→ CONSIGNE 1
Résumez en trois phrases l'extrait sur la rigidité des Constitutions et le contrôle de constitutionnalité.

→ EXTRAIT CHOISI
De nombreuses Constitutions sont dites rigides, c’est à dire que leur procédure de modification est une procédure particulière, plus lourde que celle de la procédure législative ordinaire. Cette rigidité constitutionnelle contribue à renforcer la place de la Constitution au sommet de la hiérarchie des normes. En effet, puisque le législateur ne peut pas modifier facilement la Constitution, les principes qu’elles contiennent ont une valeur symbolique plus élevée et sont à même de perdurer par-delà les alternances politiques, même si la rigidité n’est bien entendu pas absolue. Au contraire on peut considérer qu’une Constitution souple peut conduire à aplanir la hiérarchie des normes puisqu’elle peut être révisée selon une procédure similaire à la procédure législative ordinaire.
Pour prendre l’exemple français, la Constitution de la Ve République est une Constitution rigide dont la révision, régie par son article 89, est assez complexe et nécessite notamment que le projet de révision soit approuvé par les deux chambres du Parlement réunies en Congrès ou par le peuple par référendum.
B - La prééminence de la Constitution entrainant un contrôle de constitutionnalité des normes inférieures
Le contrôle de constitutionnalité, qui permet d’écarter une norme contraire à la Constitution, peut revêtir des caractéristiques diverses selon les systèmes juridiques (1). Nous détaillerons ici, à titre d’exemple, les caractéristiques du contrôle français (2).
1 - Un contrôle de constitutionnalité aux caractéristiques protéiformes
Comme le note le texte à commenter « un pouvoir gouvernemental ne saurait être exercé légalement que s’il est conforme à la Constitution étatique ». Cette idée de prééminence de la Constitution fait écho au concept de hiérarchie des normes évoqué précédemment.
Le contrôle de constitutionnalité est la condition de réalisation pratique de la théorie de la hiérarchie des normes. Ce contrôle implique qu’un juge doit être chargé de faire respecter la prééminence de la Constitution sur les autres normes. Le contrôle de constitutionnalité est ainsi le fait pour un organe institutionnel de vérifier qu’un acte juridique de rang inférieur à la Constitution est bien conforme à celle-ci, et le cas échant de l’écarter en cas de contradiction.
Le contrôle de constitutionnalité est un outil protéiforme qui peut avoir des caractéristiques assez variables selon l’organe habilité à contrôler. Ce contrôle est réalisé, en principe, par un organe juridictionnel qui peut-être une juridiction spécialisée ou non. Le contrôle de constitutionnalité peut être déclenché par voie d’action (l’auteur du recours demande directement que la loi soit déclarée inconstitutionnelle) ou par voie d’exception (l’exception d’inconstitutionnalité est soulevée au cours d’un litige et concerne la loi applicable en l’espèce). Ce contrôle peut avoir lieu a priori (avant l’entrée en vigueur de la loi) ou a posteriori (après l’entrée en vigueur de la loi). Le contrôle peut être limité au cadre de la requête ou peut s’étendre à d’autres dispositions. La décision rendue peut être valable uniquement pour les parties au litige ou pour tout le monde.

→ ENREGISTREMENTS
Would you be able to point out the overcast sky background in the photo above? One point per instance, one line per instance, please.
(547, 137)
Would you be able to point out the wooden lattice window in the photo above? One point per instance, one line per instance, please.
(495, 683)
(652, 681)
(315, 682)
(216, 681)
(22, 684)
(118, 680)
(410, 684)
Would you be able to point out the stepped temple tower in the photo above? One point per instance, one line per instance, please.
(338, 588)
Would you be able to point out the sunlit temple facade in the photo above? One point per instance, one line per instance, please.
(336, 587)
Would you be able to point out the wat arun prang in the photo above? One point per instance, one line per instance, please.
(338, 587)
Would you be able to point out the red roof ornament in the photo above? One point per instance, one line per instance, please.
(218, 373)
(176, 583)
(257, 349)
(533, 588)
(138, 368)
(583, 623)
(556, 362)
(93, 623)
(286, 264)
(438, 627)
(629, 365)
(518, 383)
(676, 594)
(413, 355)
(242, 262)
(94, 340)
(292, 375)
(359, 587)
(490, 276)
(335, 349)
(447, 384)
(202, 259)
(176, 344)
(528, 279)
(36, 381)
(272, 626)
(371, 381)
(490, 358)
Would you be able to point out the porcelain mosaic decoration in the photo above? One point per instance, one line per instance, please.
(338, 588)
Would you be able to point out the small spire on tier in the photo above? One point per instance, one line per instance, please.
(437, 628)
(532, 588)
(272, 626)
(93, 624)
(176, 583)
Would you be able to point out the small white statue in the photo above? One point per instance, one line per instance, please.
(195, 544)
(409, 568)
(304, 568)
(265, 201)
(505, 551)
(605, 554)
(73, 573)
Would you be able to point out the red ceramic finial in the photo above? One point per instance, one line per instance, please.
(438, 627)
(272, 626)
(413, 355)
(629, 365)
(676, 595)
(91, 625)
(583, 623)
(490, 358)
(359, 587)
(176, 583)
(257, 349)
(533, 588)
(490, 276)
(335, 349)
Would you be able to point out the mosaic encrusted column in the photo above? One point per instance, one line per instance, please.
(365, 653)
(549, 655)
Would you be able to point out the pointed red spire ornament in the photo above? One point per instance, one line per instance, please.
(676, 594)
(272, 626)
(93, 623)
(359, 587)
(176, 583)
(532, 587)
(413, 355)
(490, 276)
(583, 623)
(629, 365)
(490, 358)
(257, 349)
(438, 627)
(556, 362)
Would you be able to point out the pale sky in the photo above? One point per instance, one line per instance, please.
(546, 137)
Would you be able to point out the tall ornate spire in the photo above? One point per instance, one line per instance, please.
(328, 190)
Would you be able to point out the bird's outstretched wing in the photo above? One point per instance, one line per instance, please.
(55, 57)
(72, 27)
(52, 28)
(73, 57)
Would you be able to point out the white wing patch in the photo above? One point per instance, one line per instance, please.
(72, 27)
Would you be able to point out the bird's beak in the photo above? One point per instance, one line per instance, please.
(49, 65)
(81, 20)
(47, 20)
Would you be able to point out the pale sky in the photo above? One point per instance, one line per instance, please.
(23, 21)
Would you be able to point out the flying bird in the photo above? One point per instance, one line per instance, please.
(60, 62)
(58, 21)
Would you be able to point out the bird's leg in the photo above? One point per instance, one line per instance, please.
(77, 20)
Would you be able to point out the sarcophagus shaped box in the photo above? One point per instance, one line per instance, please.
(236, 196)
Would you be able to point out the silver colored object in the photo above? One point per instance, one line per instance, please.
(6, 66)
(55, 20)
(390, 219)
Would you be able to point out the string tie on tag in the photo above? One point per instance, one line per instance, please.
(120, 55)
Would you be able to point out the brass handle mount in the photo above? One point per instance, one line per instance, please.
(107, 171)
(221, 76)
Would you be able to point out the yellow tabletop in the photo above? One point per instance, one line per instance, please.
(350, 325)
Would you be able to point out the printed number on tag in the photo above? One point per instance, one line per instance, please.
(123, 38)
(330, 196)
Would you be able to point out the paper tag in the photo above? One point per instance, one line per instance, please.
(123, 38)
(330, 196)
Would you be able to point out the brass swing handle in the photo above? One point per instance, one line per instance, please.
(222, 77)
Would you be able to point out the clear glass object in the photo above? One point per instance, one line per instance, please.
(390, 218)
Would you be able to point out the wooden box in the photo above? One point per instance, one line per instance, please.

→ CONSIGNE 2
Indiquez combien de lignes des enregistrements contiennent le mot « wooden ». Donnez uniquement ce nombre.

→ RÉPONSE 1
Une Constitution rigide se modifie par une procédure plus lourde que la procédure législative ordinaire, ce qui renforce sa place au sommet de la hiérarchie des normes. C'est le cas de la Constitution de la Ve République, dont la révision, régie par l'article 89, doit notamment être approuvée par le Parlement réuni en Congrès ou par le peuple par référendum. Le contrôle de constitutionnalité permet à un organe de vérifier qu'un acte de rang inférieur est conforme à la Constitution et de l'écarter s'il la contredit, avec des caractéristiques variables : déclenché par voie d'action ou d'exception, exercé a priori ou a posteriori, avec une décision valable pour les seules parties ou pour tout le monde.

→ RÉPONSE 2
2